* _Document extract_:
------------------------------------------------
The polyomavirus family contains four genera, Alpha-, Beta-, Gamma-, and Deltapolyomavirus. To date, a total of 98 polyomaviruses have been reported around the world, 12 of which are human polyomaviruses (HPyVs), including BKPyV and JCPyV identified in the early 1970s, and 10 types of HPyV detected since 2007, including KIPyV, WUPyV, and MCPyV [2]. HPyVs can cause diseases of the nervous system, hematopoietic system, urogenital tract, and skin [6], with two main characteristics. First, polyomavirus infections are usually persistent but asymptomatic, only leading to illness in immunosuppressed and immunocompromised cases, such as TSPyV causing skin disease trichodysplasia spinulosa (TS) in severely immunocompromised patients [22]. Second, some virus-encoded oncogenic proteins can induce cell transformation and malignancies, such as MCPyV acting as a major causal factor in the development of Merkel cell carcinoma (MCC) [23]. WUPyV has been widely detected from respiratory tract samples around the world since it was first identified in 2007. WUPyV was usually asymptomatic or only caused mild symptomatic infections, and was often co-detected with other common respiratory viruses, with co-infection rates ranging from 26.7–100.0% [4]. However, WUPyV was the only pathogen detected in some patients [3, 24], prompting the study of its infectivity and pathogenicity. Since WUPyV is difficult to isolate in vitro, establishing a suitable culture system is especially important.
To date, there have been no cell lines available for the proliferation of HPyVs from clinical samples, with the exception of JCPyV and BKPyV [25]. Much of the research on polyomaviruses was performed using recombinant virions and pseudoviruses [26, 27]. Previous studies showed that WUPyV-VP1 could be detected in cytokeratin+ cells (epithelial cells), CD68+ cells (macrophage/monocyte lineage), and MUC5AC+ cells (goblet cells) in the lung tissue by immunohistochemistry [11, 28], indicating that WUPyV has obvious tropism for respiratory epithelia cells. Reconstructed HAE cells can develop a pseudostratified structure, and differentiate into basal cells, ciliated cells, and goblet cells, which could realistically simulate the virus infection environment in vivo, and was therefore proposed for use in the isolation of WUPyV derived from respiratory samples.
------------------------------------------------
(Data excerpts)
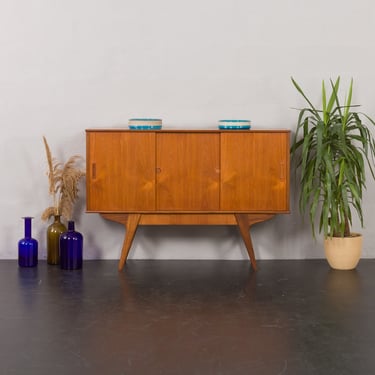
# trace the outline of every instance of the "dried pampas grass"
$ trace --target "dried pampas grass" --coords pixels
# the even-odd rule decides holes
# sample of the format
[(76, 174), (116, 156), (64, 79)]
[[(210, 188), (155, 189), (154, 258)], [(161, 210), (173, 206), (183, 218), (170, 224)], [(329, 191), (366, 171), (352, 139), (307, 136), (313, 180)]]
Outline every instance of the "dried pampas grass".
[(53, 206), (47, 207), (43, 211), (42, 220), (46, 221), (55, 215), (61, 215), (66, 220), (71, 220), (74, 203), (78, 198), (78, 183), (85, 176), (85, 171), (77, 167), (83, 158), (74, 155), (63, 164), (52, 157), (45, 137), (43, 137), (43, 142), (48, 162), (49, 193), (53, 197)]

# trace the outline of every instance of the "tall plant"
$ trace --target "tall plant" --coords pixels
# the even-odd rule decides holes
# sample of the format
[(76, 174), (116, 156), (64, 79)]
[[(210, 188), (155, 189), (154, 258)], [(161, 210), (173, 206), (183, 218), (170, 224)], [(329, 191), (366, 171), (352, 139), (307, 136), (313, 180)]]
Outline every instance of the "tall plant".
[(73, 155), (65, 164), (61, 163), (52, 156), (45, 137), (43, 137), (43, 142), (48, 162), (49, 193), (52, 196), (53, 205), (43, 211), (42, 220), (48, 220), (55, 215), (71, 220), (74, 203), (78, 198), (78, 183), (85, 176), (85, 171), (77, 166), (82, 157)]
[(315, 237), (315, 219), (325, 237), (350, 236), (352, 210), (363, 227), (362, 193), (366, 188), (366, 165), (374, 175), (375, 142), (370, 126), (375, 122), (356, 112), (352, 104), (353, 79), (341, 104), (340, 77), (330, 80), (327, 95), (322, 82), (322, 107), (316, 108), (292, 78), (308, 106), (299, 109), (291, 146), (292, 160), (300, 175), (299, 209), (308, 212)]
------------------------------------------------
* _Brief_:
Pick up the passage on human polyomaviruses and WUPyV culture after its last sentence and carry it forward.

* _Solved exercise_:
In this study, ALI-HAE cells cultured on Transwell plates were used for clinical sample inoculation, and a WUPyV strain (BJ0771) was successfully isolated from a 3-year-old child with respiratory infection. The replication curves showed that WUPyV grew rapidly in the early stage, with viral loads reaching a plateau at 6 dpi. Despite the growth rate slowing after day 6, viral loads remained at a constant high level (~ 109 copies/µL), indicating that WUPyV could cause a persistent infection. Viral nucleic acids were detected in the basolateral chamber, suggesting that WUPyV could break through the respiratory epithelial barrier, being released into the basal medium from the surface of pseudostratified cells. The ability to break through this cell barrier is crucial for virus release and disease development, as the progeny viruses then have the opportunity to infect other cells with the same receptors.
HAE cells were re-infected with the harvested viruses, and immunofluorescence revealed that WUPyV could express the late region-encoded protein (VP1) in the HAE cell system. Electron microscopy provided evidence that complete WUPyV virions could be released. These two experimental techniques confirmed that HAE cells could produce infectious WUPyV.
Moens et al. [29] explored the activity of early and late promoters of HPyVs in 10 cell lines and the results showed that WUPyV has both higher early and late promoter activity on A375 cells, suggesting that the A375 cell line may be suitable for WUPyV isolation. We cultured the harvested viruses in A375 cells and four other traditional cell lines (293T, Hep2, LLC-MK2, and MDCK); however, nucleic acid tests did not show significant proliferation (data not shown).
At present, international classification standards for WUPyV have not been published. Previous studies indicated that WUPyV could be divided into three main clusters (Ⅰ–Ⅲ) and several sub-clusters (Ⅰa–Ⅰd and Ⅲ a–Ⅲc) [4, 30], but the topological structure of the phylogenetic tree shows inconsistencies according to different algorithms [2]. In this study, we observed three clusters in the maximum likelihood tree, but no sub-groups were evident in cluster Ⅰ. BJ0771 strain belonged to gene cluster Ⅰ and was most closely related to a strain isolated in Hangzhou, China. Homology analysis showed that the genome of BJ0771 was highly conserved, at both the nucleotide and amino acid level, with other isolated strains.